## [Task directions]
Starting at the top of the entries and going on through the line containing "[[166, 352], [109, 345]]", render those lines as a numbered list with any blank lines left out.

## [Data rows]
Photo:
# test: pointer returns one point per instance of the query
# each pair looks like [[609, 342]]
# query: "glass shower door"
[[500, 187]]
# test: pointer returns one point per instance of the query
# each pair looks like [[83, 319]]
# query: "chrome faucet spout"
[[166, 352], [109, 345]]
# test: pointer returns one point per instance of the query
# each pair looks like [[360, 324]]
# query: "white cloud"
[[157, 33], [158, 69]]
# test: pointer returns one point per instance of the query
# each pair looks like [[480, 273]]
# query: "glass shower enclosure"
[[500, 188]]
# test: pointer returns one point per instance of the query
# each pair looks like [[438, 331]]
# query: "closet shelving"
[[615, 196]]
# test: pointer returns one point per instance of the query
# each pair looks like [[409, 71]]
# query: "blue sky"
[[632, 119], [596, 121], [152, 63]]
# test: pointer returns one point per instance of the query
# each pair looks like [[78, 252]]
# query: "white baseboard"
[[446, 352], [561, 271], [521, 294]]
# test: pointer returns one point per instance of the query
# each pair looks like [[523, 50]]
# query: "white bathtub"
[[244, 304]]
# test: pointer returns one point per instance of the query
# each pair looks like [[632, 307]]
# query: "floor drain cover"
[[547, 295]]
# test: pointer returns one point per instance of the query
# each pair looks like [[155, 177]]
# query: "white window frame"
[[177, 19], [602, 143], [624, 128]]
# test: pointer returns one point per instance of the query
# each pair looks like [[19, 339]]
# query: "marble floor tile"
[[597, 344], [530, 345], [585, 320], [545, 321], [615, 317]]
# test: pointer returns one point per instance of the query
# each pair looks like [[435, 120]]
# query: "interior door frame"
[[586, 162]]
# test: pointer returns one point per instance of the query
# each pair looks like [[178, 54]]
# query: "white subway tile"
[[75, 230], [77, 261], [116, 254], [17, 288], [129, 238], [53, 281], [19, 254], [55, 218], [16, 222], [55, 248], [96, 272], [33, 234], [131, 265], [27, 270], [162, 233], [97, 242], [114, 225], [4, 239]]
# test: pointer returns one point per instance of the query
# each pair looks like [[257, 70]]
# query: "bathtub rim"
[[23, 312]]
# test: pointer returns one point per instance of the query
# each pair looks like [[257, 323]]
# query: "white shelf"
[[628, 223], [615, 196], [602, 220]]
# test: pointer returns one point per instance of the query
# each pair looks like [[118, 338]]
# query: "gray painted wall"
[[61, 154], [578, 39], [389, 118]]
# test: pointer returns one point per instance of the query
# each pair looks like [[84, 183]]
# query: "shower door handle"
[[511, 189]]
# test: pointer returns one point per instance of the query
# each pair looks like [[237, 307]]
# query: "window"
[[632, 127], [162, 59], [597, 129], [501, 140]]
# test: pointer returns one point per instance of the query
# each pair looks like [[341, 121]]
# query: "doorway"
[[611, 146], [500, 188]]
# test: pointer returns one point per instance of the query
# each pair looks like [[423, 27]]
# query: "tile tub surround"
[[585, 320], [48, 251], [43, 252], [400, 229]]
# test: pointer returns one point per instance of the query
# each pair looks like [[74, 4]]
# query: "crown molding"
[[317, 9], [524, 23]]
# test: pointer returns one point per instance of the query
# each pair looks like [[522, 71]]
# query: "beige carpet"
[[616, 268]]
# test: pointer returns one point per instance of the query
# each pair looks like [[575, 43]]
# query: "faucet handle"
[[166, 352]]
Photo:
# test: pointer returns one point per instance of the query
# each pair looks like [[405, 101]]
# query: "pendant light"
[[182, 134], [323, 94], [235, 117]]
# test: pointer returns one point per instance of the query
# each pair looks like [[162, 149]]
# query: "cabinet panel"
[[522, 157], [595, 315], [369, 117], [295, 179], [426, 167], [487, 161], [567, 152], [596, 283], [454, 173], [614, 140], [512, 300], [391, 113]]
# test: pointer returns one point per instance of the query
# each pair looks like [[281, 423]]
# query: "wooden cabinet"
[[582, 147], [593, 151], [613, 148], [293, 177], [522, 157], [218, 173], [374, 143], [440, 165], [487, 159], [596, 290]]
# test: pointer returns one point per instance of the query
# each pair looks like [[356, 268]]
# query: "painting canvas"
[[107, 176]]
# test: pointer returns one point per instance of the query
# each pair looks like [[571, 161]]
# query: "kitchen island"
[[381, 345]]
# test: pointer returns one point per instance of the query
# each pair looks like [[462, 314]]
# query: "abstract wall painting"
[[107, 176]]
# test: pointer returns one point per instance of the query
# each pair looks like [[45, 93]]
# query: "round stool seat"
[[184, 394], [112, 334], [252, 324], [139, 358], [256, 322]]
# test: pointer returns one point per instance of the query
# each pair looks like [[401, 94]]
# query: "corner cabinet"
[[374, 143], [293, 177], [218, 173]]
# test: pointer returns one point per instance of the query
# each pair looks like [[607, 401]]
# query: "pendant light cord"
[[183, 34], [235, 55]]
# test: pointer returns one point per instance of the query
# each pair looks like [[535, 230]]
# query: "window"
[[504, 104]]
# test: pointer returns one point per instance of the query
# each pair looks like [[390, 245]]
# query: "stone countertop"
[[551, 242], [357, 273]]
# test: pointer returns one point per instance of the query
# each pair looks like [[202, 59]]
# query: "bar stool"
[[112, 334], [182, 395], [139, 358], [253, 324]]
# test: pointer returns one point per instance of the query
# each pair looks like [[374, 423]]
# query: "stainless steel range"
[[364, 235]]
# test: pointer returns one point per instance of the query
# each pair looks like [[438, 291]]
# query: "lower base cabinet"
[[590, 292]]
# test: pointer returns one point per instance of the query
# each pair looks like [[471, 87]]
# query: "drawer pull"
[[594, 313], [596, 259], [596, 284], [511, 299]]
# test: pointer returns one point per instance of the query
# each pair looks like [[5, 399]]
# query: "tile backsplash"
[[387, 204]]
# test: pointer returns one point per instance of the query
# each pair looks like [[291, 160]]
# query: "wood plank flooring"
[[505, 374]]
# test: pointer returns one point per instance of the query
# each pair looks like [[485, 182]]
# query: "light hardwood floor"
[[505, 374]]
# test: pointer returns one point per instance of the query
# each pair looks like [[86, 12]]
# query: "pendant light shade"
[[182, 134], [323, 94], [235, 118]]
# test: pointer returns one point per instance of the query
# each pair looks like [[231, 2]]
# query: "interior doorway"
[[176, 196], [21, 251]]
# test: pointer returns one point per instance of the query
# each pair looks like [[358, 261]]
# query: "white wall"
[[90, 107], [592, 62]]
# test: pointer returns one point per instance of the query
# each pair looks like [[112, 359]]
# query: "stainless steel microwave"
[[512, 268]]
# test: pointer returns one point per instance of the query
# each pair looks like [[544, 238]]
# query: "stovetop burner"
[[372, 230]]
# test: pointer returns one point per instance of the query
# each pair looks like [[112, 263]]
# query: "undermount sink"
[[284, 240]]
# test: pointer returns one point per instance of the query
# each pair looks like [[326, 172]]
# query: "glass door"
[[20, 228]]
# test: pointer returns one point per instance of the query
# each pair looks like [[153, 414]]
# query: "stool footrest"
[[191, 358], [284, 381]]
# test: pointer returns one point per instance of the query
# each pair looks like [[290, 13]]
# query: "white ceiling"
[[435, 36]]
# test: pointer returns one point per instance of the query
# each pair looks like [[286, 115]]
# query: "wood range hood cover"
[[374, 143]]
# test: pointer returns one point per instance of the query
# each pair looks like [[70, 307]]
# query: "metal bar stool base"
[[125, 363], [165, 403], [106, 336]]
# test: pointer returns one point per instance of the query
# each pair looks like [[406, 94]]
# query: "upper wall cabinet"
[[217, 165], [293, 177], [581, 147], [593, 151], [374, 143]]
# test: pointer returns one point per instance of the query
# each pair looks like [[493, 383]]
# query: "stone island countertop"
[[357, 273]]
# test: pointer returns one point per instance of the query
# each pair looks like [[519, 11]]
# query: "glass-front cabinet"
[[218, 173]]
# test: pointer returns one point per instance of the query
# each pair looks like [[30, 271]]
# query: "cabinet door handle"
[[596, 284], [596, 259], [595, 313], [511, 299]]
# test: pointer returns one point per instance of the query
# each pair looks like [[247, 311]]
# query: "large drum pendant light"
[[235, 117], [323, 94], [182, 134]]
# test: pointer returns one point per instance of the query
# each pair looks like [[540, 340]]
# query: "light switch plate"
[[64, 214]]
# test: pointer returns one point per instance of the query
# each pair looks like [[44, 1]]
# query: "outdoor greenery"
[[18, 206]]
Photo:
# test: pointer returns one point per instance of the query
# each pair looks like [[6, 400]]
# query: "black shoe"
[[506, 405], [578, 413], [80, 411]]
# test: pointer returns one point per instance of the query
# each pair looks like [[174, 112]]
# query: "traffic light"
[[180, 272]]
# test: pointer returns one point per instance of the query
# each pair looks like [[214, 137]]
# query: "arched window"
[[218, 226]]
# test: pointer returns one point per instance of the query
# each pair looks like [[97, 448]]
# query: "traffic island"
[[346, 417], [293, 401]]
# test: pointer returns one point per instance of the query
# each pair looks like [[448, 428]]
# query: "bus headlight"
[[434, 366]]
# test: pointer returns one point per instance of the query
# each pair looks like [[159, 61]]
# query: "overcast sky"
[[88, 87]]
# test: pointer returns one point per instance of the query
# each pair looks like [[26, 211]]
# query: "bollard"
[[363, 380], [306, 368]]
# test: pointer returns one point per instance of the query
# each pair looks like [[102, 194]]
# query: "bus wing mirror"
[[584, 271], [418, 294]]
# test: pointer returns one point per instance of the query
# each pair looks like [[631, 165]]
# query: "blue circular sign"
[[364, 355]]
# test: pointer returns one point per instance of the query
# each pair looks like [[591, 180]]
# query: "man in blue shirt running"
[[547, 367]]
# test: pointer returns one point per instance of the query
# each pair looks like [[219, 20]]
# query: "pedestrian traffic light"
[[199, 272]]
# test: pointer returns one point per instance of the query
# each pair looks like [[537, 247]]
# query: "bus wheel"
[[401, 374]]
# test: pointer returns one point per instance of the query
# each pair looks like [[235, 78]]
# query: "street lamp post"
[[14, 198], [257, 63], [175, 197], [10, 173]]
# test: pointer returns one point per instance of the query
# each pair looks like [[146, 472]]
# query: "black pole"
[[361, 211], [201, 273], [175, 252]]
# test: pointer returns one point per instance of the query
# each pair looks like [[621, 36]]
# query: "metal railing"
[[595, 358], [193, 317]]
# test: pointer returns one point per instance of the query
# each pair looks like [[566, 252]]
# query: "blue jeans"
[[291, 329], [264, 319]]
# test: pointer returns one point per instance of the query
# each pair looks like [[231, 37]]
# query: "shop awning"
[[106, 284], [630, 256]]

## [Expected output]
1. Photo:
2. # test: pointer returns one point per instance of the query
3. # each pair looks like [[609, 342]]
4. # query: "glass shower door"
5. [[500, 187]]
6. # test: pointer returns one point per instance of the query
7. # each pair looks like [[83, 319]]
8. # query: "chrome faucet spout"
9. [[166, 352], [109, 345]]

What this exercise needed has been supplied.